● **WHAT IS REQUIRED**
The output must be the data, printed exactly as written.

● **TASK INPUT**
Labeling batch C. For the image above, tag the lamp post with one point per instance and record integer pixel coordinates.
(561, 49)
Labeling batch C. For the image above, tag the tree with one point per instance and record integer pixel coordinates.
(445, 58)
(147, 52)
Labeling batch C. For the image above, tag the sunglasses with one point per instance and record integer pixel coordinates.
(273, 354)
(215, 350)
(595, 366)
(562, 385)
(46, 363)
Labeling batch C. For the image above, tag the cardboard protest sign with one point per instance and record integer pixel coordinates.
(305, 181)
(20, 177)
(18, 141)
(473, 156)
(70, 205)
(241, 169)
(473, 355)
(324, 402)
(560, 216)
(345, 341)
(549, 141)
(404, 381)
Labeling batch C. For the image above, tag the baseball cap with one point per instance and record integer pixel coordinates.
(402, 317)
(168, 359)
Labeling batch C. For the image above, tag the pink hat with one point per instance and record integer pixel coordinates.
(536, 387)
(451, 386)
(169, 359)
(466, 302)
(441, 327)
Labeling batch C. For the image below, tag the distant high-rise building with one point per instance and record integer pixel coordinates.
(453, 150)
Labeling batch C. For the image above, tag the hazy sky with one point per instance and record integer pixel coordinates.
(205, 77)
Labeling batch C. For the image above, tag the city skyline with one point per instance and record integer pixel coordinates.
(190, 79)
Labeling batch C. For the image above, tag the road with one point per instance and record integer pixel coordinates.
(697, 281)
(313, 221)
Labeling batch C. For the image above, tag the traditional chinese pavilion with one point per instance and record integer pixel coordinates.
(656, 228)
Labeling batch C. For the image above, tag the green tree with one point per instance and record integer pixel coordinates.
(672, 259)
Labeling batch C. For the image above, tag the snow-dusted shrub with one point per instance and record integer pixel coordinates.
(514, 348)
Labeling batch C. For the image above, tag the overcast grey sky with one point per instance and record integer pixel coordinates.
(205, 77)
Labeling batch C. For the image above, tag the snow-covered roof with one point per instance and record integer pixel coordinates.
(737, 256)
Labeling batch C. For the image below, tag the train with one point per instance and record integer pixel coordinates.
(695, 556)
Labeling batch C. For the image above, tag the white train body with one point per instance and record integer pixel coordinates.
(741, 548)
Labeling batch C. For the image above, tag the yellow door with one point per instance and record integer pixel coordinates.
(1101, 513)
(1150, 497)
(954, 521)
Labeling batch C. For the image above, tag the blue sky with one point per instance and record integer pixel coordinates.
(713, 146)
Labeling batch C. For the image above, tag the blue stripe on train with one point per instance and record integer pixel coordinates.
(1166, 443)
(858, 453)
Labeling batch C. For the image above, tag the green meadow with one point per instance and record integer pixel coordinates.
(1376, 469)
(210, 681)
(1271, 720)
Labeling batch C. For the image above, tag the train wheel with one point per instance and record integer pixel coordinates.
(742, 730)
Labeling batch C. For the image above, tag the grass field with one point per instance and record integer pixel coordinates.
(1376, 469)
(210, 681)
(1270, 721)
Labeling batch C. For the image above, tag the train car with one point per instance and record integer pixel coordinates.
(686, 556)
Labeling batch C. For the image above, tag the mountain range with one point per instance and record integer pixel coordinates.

● **RESPONSE BELOW**
Labeling batch C. For the image above, tag the lamp post with one point per instance and record integer pixel coordinates.
(561, 49)
Labeling batch C. For the image above, tag the tree with one point per instance and record integer pixel coordinates.
(445, 58)
(147, 52)
Labeling batch C. For the image above, tag the sunglasses with one point per instance and record integer pixel coordinates.
(273, 354)
(215, 350)
(595, 366)
(562, 385)
(46, 363)
Labeling batch C. For the image above, tag the cardboard protest sign with one point per instance and record integer pixel coordinates.
(305, 181)
(20, 177)
(18, 141)
(473, 156)
(70, 205)
(241, 169)
(473, 355)
(324, 402)
(560, 216)
(345, 341)
(549, 141)
(404, 381)
Labeling batch C. For the image above, tag the baseball cap with one point per instance and record integer pixel coordinates.
(402, 317)
(168, 359)
Labeling batch C. For the image above, tag the pink hat with one point per instance and record integer pixel coordinates.
(536, 387)
(451, 386)
(169, 359)
(466, 302)
(441, 327)
Labeling batch C. For the image below, tag the distant high-rise building with one point per instance and record integer pixel coordinates.
(453, 150)
Labeling batch C. For the image above, tag the hazy sky with one point per instance and record integer pixel coordinates.
(205, 77)
Labeling batch C. For the image above, tag the city skyline with one point per instance and record integer pixel coordinates.
(190, 79)
Labeling batch C. For the image above, tag the road with one point per instance and record integer pixel coordinates.
(697, 281)
(313, 221)
Labeling batch C. For the image above, tag the traditional chinese pavilion with one point per instance and record integer pixel coordinates.
(656, 228)
Labeling batch C. For the image above, tag the green tree with one point per instance and record integer pixel coordinates.
(672, 259)
Labeling batch C. For the image above, tag the snow-dusted shrub with one point per instance and record integer pixel coordinates.
(514, 348)
Labeling batch C. For the image above, tag the overcast grey sky with one point per instance and record integer pixel coordinates.
(205, 77)
Labeling batch C. For the image above, tag the snow-covered roof with one point per instance and record integer pixel coordinates.
(737, 256)
Labeling batch C. For the image below, tag the train with one point per instance and record integer pixel coordinates.
(695, 556)
Labeling batch C. For the image above, tag the white train body with one point per instance and record integer pixel coordinates.
(741, 548)
Labeling batch C. For the image above, tag the yellow door with one point per instance and record integer pixel coordinates.
(1101, 513)
(1150, 497)
(954, 521)
Labeling batch C. For the image above, tag the blue sky with one point per instance and record integer pixel coordinates.
(713, 146)
Labeling batch C. For the image above, tag the blue stripe on train with one point per instance and record integer pixel coordinates.
(1166, 443)
(858, 453)
Labeling batch C. For the image above, tag the green meadow with one point per instance and record integer pixel coordinates.
(1376, 469)
(210, 681)
(1271, 720)
Labeling batch C. For the image above, tag the train wheel with one point per instance and record integer pixel coordinates.
(742, 730)
Labeling batch C. For the image above, tag the grass field with one point per instance and record integer pixel coordinates.
(1376, 469)
(210, 681)
(1270, 721)
Labeling batch C. For the image above, tag the train car with one point per instance and record integer pixel coordinates.
(686, 556)
Labeling batch C. For the image above, tag the mountain range with one point per instance and record integer pixel coordinates.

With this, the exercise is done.